=== WHAT TO DO ===
Print the lines below word for word, starting with the line that contains "Using the specimen image, mark the snow covered" and going on through the line that contains "[766,528,785,602]".

/---

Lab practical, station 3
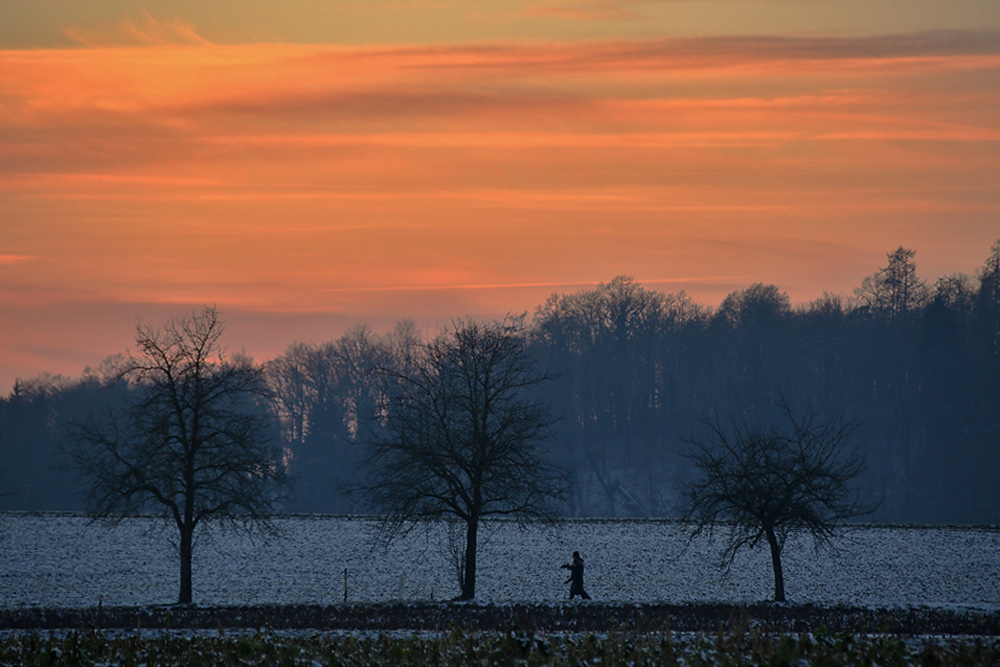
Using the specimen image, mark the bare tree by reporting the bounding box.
[70,308,286,603]
[687,403,876,602]
[854,246,930,320]
[356,320,565,600]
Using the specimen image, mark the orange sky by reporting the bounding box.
[0,0,1000,393]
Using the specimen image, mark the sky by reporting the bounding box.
[0,0,1000,395]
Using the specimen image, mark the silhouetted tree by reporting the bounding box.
[687,404,874,602]
[356,320,565,600]
[70,308,285,603]
[854,246,929,320]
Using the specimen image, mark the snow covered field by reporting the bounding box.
[0,514,1000,607]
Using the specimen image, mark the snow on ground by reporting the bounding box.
[0,513,1000,607]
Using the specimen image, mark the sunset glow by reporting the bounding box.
[0,0,1000,394]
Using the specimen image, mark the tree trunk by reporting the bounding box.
[461,517,479,600]
[177,524,194,604]
[766,528,785,602]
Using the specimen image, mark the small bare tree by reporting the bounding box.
[686,403,877,602]
[355,320,566,600]
[70,308,287,603]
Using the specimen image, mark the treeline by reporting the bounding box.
[0,241,1000,524]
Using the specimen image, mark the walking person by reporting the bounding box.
[560,551,590,600]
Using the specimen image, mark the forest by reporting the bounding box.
[0,240,1000,524]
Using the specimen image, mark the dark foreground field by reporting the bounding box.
[0,603,1000,667]
[0,602,1000,637]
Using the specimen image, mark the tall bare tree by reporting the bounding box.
[687,403,875,602]
[71,307,286,603]
[854,246,930,320]
[357,320,565,600]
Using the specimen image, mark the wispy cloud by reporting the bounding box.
[63,11,210,48]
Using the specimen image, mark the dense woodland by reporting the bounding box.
[0,241,1000,524]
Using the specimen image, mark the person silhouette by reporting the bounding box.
[560,551,590,600]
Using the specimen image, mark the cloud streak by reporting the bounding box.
[0,27,1000,392]
[63,11,211,48]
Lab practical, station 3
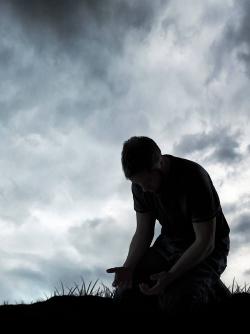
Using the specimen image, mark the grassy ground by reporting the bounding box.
[0,277,250,306]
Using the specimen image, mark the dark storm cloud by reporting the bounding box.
[174,127,243,164]
[233,213,250,234]
[244,269,250,276]
[0,251,108,303]
[210,0,250,79]
[2,0,166,66]
[230,213,250,252]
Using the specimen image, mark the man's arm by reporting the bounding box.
[123,212,156,269]
[168,217,216,280]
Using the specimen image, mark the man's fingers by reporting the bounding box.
[106,267,121,273]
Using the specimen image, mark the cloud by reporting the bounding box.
[174,126,243,164]
[230,213,250,252]
[210,0,250,78]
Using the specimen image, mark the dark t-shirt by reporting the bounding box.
[131,154,230,256]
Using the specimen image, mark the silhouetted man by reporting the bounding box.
[107,136,230,315]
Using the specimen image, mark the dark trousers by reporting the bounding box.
[114,240,230,316]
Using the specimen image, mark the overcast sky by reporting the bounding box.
[0,0,250,304]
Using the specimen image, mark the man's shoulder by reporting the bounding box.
[171,155,207,177]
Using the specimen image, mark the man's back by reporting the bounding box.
[131,154,230,255]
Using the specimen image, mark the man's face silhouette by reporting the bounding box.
[130,159,164,193]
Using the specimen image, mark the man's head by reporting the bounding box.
[121,136,164,193]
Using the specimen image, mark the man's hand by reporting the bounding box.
[139,271,173,296]
[106,267,133,288]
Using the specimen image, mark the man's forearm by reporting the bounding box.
[168,242,213,280]
[123,234,153,269]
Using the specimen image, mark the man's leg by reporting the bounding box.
[114,247,173,311]
[159,261,228,316]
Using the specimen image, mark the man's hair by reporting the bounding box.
[121,136,161,179]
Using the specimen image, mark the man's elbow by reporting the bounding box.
[207,242,215,256]
[197,240,215,256]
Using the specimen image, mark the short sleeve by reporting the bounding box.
[131,182,153,213]
[189,167,221,223]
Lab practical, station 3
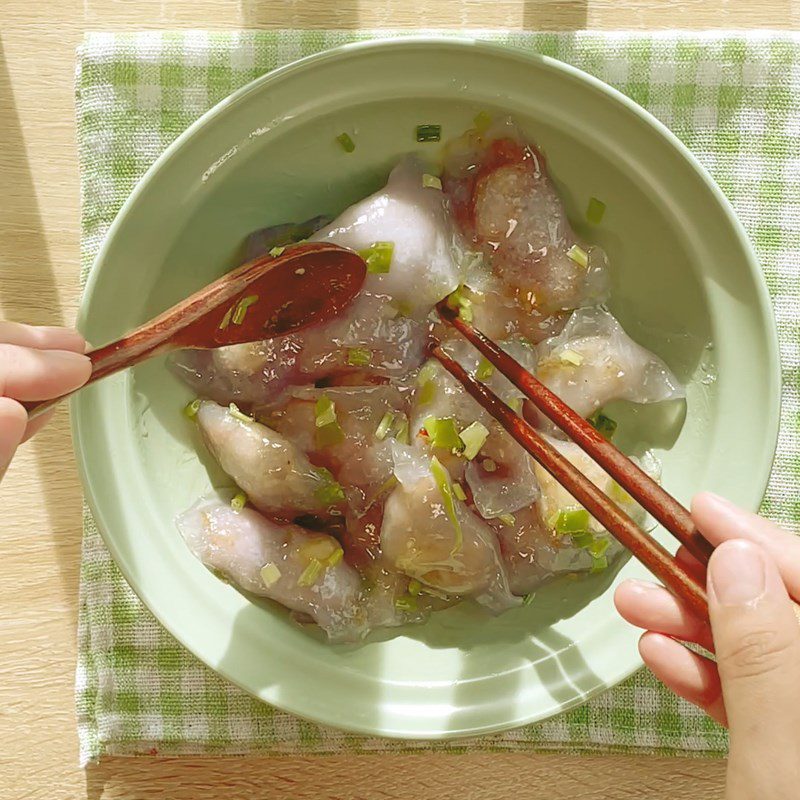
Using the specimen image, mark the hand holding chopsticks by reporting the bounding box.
[432,301,792,619]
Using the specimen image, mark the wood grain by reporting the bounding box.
[0,0,788,800]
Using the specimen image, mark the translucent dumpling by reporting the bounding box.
[536,308,685,417]
[312,157,460,316]
[177,499,367,641]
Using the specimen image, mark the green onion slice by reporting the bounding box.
[422,417,464,452]
[347,347,372,367]
[558,350,583,367]
[475,358,494,381]
[261,564,281,589]
[417,125,442,142]
[297,558,325,586]
[375,411,394,442]
[314,394,336,428]
[431,456,464,554]
[586,197,606,225]
[458,421,489,461]
[555,508,589,533]
[586,409,617,441]
[336,133,356,153]
[567,244,589,269]
[358,242,394,273]
[183,397,202,419]
[231,294,258,325]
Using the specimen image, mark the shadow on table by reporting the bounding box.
[0,39,79,617]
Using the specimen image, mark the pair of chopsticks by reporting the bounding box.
[431,300,713,619]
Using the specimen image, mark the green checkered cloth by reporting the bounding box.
[77,31,800,763]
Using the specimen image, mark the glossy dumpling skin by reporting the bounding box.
[381,444,518,613]
[177,499,367,641]
[536,308,686,417]
[444,116,607,328]
[262,385,408,513]
[197,400,340,519]
[312,157,460,317]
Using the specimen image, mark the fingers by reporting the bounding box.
[708,540,800,784]
[639,632,726,725]
[614,581,713,650]
[0,397,28,478]
[0,320,86,353]
[692,492,800,600]
[0,344,92,400]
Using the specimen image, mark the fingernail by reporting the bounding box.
[708,539,767,606]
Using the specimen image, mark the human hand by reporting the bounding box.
[0,320,92,478]
[615,494,800,800]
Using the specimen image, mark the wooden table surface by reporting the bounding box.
[0,0,788,800]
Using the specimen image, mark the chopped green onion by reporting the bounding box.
[586,197,606,225]
[394,597,417,611]
[417,125,442,142]
[228,403,255,425]
[231,294,258,325]
[586,409,617,441]
[261,564,281,589]
[314,478,345,505]
[458,422,489,461]
[417,381,436,405]
[336,133,356,153]
[219,306,234,331]
[297,558,325,586]
[567,244,589,269]
[555,508,589,533]
[473,111,492,133]
[347,347,372,367]
[375,411,394,442]
[447,286,474,322]
[475,358,494,381]
[358,242,394,273]
[558,350,583,367]
[314,394,336,428]
[431,456,464,553]
[422,417,464,452]
[183,397,202,419]
[314,422,344,450]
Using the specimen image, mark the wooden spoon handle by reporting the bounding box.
[22,330,176,420]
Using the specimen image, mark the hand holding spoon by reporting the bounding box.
[23,243,366,419]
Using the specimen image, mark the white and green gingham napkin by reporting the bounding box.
[77,31,800,763]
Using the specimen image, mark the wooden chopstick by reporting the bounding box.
[437,301,714,565]
[431,346,708,619]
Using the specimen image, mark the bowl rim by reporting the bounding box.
[70,34,782,740]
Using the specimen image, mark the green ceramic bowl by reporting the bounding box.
[73,39,779,738]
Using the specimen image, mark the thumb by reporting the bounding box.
[708,539,800,797]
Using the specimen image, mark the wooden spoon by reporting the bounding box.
[23,242,367,419]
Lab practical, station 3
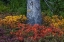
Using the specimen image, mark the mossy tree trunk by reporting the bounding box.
[27,0,42,25]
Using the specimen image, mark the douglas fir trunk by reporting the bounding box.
[27,0,42,25]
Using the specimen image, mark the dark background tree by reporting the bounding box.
[27,0,42,24]
[0,0,64,17]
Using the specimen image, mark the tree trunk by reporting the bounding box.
[27,0,42,25]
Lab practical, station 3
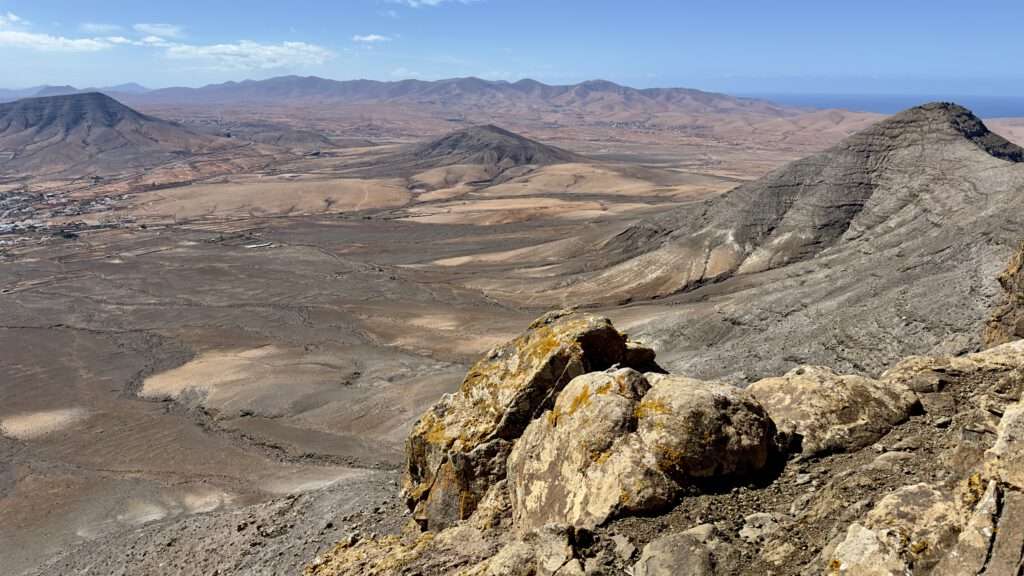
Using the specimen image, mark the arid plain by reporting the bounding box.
[6,81,1024,574]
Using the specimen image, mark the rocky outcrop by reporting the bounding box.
[508,369,775,530]
[307,314,1024,576]
[633,524,738,576]
[403,312,652,529]
[984,238,1024,346]
[748,366,918,456]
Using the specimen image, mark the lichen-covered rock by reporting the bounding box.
[880,340,1024,402]
[403,312,652,530]
[825,484,963,576]
[824,523,906,576]
[983,237,1024,346]
[748,366,918,455]
[933,481,999,576]
[633,524,736,576]
[458,525,584,576]
[985,402,1024,490]
[508,369,775,530]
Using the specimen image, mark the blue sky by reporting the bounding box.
[0,0,1024,95]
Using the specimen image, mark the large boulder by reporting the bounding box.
[824,484,963,576]
[403,312,653,530]
[748,366,918,455]
[985,402,1024,490]
[508,369,775,530]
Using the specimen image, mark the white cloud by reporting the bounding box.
[78,22,121,34]
[140,36,171,46]
[0,12,22,28]
[352,34,391,44]
[0,30,114,52]
[0,12,331,70]
[388,0,479,8]
[166,40,334,70]
[132,23,184,38]
[0,12,114,52]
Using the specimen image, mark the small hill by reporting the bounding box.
[412,124,582,168]
[0,92,218,175]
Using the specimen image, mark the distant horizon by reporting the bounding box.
[6,74,1024,118]
[0,0,1024,97]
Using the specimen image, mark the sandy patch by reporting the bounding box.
[130,177,411,219]
[409,314,462,331]
[0,408,88,440]
[403,197,651,225]
[261,467,369,494]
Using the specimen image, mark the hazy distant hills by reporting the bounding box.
[0,82,150,101]
[119,76,796,116]
[0,92,221,175]
[412,125,583,168]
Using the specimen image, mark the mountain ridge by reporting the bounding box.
[123,76,797,116]
[0,92,218,175]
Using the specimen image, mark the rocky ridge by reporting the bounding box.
[306,313,1024,576]
[984,237,1024,346]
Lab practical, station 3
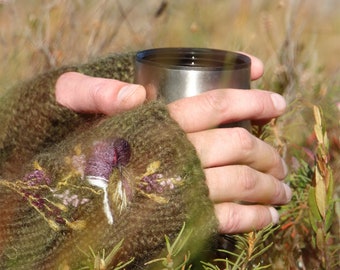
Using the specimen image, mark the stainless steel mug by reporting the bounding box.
[134,48,251,129]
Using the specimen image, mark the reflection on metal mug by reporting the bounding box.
[134,48,251,130]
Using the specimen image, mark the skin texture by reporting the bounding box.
[55,53,292,233]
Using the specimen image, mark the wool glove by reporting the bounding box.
[0,54,217,270]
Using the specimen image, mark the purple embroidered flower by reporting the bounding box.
[84,138,131,180]
[139,173,164,193]
[23,170,52,186]
[84,138,131,224]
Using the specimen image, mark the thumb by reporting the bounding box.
[55,72,146,115]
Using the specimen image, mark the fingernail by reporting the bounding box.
[117,84,140,102]
[269,207,280,224]
[271,93,286,111]
[282,183,293,202]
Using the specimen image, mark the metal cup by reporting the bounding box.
[134,48,251,129]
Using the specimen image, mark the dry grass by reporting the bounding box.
[0,0,340,269]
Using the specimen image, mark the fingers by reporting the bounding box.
[55,72,146,115]
[204,165,292,205]
[169,89,286,132]
[215,203,279,234]
[188,128,287,179]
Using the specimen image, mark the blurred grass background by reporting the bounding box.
[0,0,340,269]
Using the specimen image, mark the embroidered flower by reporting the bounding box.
[23,169,52,186]
[54,189,90,207]
[84,138,131,224]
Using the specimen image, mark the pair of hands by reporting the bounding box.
[56,53,292,233]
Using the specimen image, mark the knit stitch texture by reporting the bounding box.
[0,54,217,270]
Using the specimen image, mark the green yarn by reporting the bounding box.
[0,54,217,269]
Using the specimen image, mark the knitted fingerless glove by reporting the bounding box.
[0,54,217,270]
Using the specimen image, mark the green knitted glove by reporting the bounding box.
[0,52,217,270]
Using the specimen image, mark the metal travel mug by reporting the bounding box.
[135,48,251,129]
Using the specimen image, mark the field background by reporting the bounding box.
[0,0,340,269]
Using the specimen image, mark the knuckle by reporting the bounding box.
[239,166,257,191]
[234,127,255,153]
[203,91,226,114]
[253,95,268,115]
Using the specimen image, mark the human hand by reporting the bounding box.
[56,53,291,233]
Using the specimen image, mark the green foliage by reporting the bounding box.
[77,240,134,270]
[0,0,340,270]
[146,223,192,270]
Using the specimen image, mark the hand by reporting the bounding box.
[56,53,291,233]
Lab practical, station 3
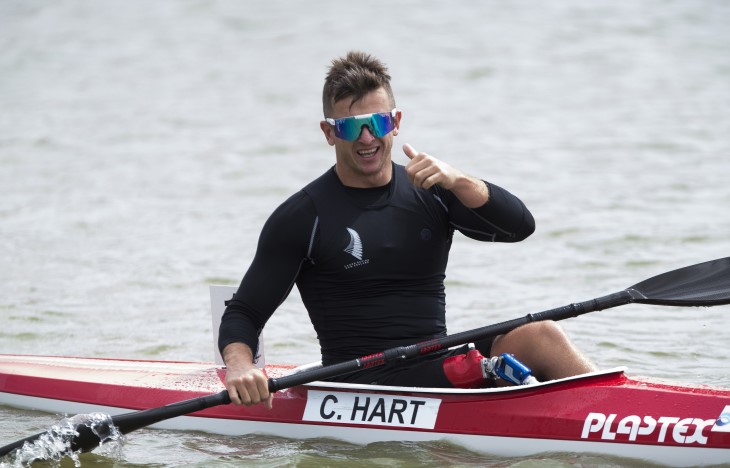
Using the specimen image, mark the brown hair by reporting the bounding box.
[322,50,395,117]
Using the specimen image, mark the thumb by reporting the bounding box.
[403,143,418,159]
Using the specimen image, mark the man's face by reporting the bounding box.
[320,88,401,187]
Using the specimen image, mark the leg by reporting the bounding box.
[491,321,596,381]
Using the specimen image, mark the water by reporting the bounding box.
[0,0,730,467]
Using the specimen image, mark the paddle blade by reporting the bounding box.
[627,257,730,306]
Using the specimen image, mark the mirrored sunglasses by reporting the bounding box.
[325,109,398,141]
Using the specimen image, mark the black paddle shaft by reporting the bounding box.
[269,257,730,392]
[0,257,730,457]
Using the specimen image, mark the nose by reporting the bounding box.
[357,125,375,144]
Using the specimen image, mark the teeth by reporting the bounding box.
[357,148,378,156]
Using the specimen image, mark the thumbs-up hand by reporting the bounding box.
[403,143,461,190]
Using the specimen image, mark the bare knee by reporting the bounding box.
[492,321,595,380]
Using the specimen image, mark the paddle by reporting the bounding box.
[0,257,730,456]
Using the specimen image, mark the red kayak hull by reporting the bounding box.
[0,355,730,466]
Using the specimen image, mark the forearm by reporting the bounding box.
[222,343,254,370]
[470,184,535,242]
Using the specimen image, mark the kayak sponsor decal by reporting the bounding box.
[302,390,441,429]
[580,408,712,445]
[712,405,730,432]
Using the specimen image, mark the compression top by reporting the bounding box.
[218,163,535,365]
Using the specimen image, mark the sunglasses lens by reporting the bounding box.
[335,112,395,141]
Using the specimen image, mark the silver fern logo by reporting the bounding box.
[345,228,370,270]
[345,228,362,260]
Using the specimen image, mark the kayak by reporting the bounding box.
[0,355,730,466]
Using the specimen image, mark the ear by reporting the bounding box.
[319,120,335,146]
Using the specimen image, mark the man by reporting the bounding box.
[219,52,594,408]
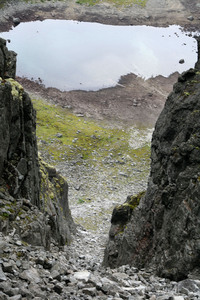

\---

=== EXERCISE ANSWER ===
Using the specimen image, mark the snow covered field by reporting the bounding box.
[0,514,1000,607]
Using the specimen image, mark the snow on ground by reporting the bounding box.
[0,513,1000,607]
Using the specimen image, mark the sunset glow by reporting the bounding box.
[0,0,1000,394]
Using the specimen image, mark the tree trunk by reporting the bounding box.
[461,517,479,600]
[177,524,194,604]
[766,528,785,602]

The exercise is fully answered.